:: Text section
Andean Ecologies, Cosmologies, and Fictions Advanced Research Studio
Andean Ecologies, Cosmologies, and Fictions was a graduate design-research studio at the University of Colorado Denver. The studio looked at ancient and contemporary sites and practices in the Andes, proposing speculative structures that span a few centuries and which work toward ecological remediation. As the longest mountain range in the world, the Andes run along the western edge of South America and extend across seven countries. These mountains’ complex terrains are characterized by their drastic changes in elevation, reaching more than 16,000 feet above sea level and fostering a wide variety of landscapes, ecosystems, and thermal-floor conditions that sustain some of the world’s greatest biodiversity. Andean civilizations date as back as 15,000 BCE, and include many culturally rich groups such as the Chimú peoples, Aymara kingdoms, Timoto-Cuicas, and the Inca Empires. By considering the divergent geologies, ecologies, and knowledge of different Andean structures and peoples, the students proposed projects that varied in scale, program, and temporality, and responded to environmental degradation and climate unrest. These trans-scalar architectures were conceived through drawings, models, videos, performances, and written stories.
Andean environmental and ecological knowledge has sustained civilizations through extreme conditions: from those that settled on the hyper-arid desert coast of Perú, to the people in cold and wet Chile, to those in Caribbean Venezuela. This is because Andean knowledge relies on contextual-responsiveness, -understanding, and -awareness. Andean peoples, which includes hundreds of different indigenous nations and empires, shared this approach to their environments, gathering information directly from their surroundings, learning about the quality of the soils, the rhythms and characteristics of the climate, the properties of the domesticated plants they harvest, and so on. Meanwhile, today’s advances in technology—including those encompassing architectural and building construction—prioritize homogeneity over embracing local resources. While sustainable building methods purport to minimize a building’s impact on Earth, the materials and ecologies created around new sustainable developments are often at odds with their ecosystems. In a time when the climate crisis pervades our daily lives, what might architecture learn from Andean ancient building, agricultural, economic, political, and survival strategies that could enhance human and non-human livability amidst environmental degradation?
::::
- Set exercise 1: Below, reproduce without any change the stretch of the records from the line containing "at the grass" through the end of the records.
:: Data listing
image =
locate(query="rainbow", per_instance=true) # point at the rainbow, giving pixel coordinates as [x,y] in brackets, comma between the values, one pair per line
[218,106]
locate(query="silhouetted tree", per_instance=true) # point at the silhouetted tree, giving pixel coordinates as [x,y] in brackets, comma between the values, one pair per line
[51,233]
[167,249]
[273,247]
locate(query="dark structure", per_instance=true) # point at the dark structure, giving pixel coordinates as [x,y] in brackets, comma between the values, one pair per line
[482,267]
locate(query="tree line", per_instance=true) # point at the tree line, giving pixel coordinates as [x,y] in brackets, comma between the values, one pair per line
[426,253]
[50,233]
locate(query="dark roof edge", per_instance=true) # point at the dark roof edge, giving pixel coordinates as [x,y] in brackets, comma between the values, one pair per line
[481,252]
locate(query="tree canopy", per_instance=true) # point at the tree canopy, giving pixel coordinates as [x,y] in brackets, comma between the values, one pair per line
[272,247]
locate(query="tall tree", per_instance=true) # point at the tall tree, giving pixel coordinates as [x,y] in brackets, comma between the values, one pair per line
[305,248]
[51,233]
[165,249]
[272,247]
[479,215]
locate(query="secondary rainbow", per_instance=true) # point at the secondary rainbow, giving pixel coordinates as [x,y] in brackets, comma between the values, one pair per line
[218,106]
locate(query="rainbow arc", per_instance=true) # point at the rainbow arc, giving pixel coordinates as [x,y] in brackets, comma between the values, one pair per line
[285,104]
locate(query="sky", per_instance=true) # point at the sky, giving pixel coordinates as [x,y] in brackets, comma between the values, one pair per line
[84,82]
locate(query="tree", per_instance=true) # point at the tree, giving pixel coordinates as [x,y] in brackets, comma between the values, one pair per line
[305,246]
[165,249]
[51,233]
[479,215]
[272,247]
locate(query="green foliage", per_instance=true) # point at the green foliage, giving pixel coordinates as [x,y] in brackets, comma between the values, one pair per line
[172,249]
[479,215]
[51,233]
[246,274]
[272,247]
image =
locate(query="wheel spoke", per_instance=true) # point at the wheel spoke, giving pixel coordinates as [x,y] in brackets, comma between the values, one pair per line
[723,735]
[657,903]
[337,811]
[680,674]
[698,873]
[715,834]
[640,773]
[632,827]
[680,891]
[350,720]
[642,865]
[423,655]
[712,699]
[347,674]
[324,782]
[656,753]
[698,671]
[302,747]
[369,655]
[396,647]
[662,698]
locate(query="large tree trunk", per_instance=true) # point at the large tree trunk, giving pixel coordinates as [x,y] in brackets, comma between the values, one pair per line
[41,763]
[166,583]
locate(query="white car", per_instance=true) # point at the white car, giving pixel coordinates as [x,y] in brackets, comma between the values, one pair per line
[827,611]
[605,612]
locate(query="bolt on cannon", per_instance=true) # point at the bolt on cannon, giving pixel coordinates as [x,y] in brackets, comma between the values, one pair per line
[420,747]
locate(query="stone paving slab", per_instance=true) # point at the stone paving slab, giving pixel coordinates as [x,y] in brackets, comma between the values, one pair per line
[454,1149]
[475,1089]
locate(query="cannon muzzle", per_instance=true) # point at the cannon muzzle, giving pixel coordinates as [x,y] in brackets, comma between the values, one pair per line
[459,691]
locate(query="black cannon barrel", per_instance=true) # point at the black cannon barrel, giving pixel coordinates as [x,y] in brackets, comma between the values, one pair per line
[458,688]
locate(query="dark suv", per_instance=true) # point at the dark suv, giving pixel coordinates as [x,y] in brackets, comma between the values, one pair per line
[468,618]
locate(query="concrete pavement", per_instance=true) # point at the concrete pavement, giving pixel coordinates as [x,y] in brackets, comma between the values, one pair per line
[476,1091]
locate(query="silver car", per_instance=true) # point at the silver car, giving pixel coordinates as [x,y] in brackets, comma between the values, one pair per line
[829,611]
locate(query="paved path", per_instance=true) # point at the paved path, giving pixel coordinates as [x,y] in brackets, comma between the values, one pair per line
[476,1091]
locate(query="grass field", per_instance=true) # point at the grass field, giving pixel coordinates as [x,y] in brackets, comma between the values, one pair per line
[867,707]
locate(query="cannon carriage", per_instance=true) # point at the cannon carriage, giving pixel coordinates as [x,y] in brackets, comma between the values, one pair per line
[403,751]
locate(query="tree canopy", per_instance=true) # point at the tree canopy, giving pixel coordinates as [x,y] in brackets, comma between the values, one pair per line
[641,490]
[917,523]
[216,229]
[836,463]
::::
- Set exercise 2: Summarize the text on the Andean design studio in two sentences.

- Written response 1:
locate(query="grass field", per_instance=true) # point at the grass field, giving pixel coordinates as [x,y] in brackets, comma between the values, one pair per line
[867,707]
locate(query="cannon carriage", per_instance=true) # point at the cannon carriage, giving pixel coordinates as [x,y] in brackets, comma between the values, one pair per line
[403,751]
locate(query="tree canopy", per_instance=true) # point at the tree canopy, giving pixel coordinates as [x,y] in brackets, comma between the values, one pair per line
[641,490]
[917,523]
[216,229]
[836,463]

- Written response 2: Andean Ecologies, Cosmologies, and Fictions was a graduate design-research studio at the University of Colorado Denver that studied ancient and contemporary Andean sites and practices and proposed speculative structures that span a few centuries and work toward ecological remediation. Drawing on Andean knowledge, which relies on contextual responsiveness and on gathering information directly from the surroundings, the students proposed projects of varied scale, program, and temporality that responded to environmental degradation and climate unrest.